++++ Provided entries ++++

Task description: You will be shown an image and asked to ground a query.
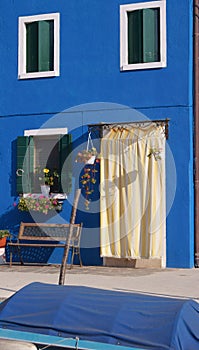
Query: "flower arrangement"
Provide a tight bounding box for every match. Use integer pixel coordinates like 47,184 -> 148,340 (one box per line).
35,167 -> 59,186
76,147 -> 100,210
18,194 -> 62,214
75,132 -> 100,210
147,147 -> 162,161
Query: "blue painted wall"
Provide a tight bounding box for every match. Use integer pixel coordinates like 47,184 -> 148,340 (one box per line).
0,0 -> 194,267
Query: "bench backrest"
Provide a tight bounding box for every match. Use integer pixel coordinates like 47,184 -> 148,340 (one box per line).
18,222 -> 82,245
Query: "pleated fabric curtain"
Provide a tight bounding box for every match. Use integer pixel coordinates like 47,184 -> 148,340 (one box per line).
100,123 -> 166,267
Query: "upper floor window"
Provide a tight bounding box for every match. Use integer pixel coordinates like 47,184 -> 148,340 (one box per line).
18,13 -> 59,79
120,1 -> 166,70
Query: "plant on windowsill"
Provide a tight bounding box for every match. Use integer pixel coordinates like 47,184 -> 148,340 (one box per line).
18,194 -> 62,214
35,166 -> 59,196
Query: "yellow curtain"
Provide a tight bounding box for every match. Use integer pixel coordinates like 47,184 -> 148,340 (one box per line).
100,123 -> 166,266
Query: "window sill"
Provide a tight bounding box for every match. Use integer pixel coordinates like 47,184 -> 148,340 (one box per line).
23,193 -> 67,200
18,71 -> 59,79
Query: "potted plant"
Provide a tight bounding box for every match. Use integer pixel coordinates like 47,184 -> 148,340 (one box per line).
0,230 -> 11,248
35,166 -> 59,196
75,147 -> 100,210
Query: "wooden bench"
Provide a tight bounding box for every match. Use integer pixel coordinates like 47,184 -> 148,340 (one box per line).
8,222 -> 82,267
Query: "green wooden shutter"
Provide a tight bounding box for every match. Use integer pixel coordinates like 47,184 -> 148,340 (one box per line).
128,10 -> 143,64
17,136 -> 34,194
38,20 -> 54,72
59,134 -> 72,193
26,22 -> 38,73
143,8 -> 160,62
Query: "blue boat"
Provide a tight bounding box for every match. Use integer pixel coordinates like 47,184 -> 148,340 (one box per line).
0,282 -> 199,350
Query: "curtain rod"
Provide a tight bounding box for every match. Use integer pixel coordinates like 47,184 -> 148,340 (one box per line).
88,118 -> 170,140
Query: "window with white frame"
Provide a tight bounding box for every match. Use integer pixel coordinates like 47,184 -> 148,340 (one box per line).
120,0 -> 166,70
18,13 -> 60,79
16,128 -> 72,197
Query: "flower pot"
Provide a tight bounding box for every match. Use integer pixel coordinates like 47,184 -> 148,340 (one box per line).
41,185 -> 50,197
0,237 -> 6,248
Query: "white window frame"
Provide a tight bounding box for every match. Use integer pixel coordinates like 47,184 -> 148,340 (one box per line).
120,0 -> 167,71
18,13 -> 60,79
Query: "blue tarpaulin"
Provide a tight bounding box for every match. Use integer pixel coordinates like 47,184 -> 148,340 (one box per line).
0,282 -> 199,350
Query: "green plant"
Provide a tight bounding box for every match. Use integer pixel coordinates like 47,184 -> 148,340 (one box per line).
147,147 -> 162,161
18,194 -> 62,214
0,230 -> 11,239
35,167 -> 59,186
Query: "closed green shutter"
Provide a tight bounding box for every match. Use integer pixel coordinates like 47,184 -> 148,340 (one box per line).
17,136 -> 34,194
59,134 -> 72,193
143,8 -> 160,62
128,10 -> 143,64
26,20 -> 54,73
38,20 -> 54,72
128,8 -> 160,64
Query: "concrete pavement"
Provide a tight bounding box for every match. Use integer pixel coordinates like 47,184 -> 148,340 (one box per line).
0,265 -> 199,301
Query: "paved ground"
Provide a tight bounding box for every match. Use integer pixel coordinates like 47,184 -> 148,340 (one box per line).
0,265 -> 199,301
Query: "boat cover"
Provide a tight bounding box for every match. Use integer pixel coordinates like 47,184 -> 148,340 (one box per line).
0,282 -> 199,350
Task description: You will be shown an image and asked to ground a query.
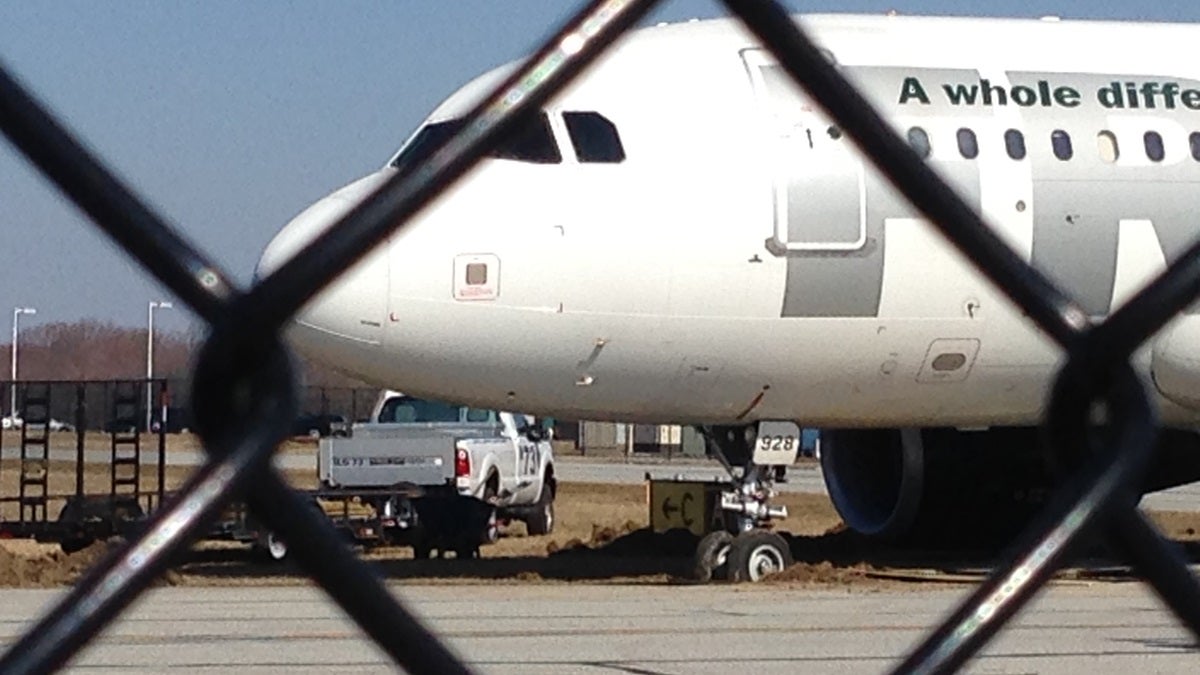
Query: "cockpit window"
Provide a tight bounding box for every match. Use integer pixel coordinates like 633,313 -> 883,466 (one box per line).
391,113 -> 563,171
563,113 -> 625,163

++++
++++ Provided entries ++++

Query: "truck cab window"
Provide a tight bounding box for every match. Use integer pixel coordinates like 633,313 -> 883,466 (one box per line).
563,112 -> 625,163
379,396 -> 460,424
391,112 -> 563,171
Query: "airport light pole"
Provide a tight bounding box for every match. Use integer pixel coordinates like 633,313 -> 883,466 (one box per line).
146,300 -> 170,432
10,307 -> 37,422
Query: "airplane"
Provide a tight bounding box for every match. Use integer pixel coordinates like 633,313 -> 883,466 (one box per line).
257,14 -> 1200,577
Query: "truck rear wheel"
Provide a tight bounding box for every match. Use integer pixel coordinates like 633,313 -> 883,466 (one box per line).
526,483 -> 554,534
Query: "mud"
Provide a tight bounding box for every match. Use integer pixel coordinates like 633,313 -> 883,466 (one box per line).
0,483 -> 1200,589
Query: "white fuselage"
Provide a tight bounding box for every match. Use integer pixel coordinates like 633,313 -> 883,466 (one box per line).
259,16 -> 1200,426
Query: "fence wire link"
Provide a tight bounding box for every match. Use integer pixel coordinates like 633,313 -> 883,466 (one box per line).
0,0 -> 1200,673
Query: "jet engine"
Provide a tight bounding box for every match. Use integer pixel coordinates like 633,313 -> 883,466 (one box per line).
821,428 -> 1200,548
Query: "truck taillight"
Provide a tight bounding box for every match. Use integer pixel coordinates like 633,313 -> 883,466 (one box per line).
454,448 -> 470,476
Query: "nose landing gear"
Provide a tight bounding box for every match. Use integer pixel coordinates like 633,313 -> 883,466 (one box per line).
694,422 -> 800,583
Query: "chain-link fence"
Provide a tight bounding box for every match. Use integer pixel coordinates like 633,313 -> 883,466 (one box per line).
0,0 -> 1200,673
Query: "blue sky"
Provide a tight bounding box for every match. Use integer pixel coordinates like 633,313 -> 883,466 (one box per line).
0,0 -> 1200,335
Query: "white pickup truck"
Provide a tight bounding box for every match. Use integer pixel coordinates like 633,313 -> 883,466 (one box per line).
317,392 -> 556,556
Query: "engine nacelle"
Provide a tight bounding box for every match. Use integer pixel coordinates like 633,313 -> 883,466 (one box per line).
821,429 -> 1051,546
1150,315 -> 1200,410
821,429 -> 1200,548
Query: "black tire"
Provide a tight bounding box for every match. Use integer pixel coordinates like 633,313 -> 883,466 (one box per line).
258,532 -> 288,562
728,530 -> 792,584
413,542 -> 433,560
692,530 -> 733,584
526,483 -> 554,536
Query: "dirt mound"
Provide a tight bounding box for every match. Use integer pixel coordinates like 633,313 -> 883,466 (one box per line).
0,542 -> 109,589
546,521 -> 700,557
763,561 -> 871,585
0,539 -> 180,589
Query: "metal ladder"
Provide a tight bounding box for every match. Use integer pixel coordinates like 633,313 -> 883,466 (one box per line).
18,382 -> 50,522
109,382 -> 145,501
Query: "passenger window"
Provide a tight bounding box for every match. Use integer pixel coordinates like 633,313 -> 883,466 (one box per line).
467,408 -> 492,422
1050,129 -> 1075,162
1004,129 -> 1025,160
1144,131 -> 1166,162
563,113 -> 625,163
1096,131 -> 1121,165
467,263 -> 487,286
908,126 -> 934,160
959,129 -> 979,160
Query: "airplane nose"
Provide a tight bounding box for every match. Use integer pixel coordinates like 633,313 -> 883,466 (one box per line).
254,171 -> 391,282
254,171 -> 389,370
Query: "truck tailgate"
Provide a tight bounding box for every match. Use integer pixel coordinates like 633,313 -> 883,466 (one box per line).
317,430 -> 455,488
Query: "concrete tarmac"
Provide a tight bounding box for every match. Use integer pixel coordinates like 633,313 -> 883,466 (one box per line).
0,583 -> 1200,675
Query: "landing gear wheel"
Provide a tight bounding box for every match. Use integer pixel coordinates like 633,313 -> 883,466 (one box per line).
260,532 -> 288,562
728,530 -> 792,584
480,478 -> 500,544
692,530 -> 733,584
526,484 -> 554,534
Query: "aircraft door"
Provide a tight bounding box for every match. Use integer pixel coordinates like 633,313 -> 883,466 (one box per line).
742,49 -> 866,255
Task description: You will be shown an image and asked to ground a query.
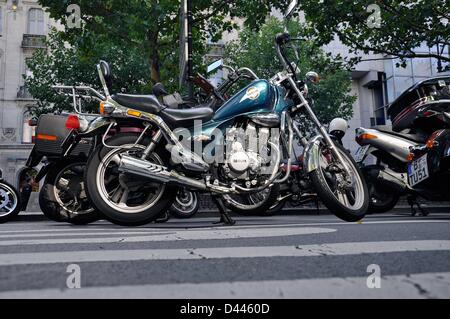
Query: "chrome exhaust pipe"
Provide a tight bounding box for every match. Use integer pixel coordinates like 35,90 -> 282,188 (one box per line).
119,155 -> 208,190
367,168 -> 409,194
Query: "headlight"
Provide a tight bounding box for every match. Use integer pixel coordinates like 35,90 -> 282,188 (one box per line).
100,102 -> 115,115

++++

> _What is asked_
Report each line of the listing that contains the string "green". Case counts.

> _Result of the exercise_
Query: "green wooden shutter"
Query: "green plant"
Query: "closed green shutter"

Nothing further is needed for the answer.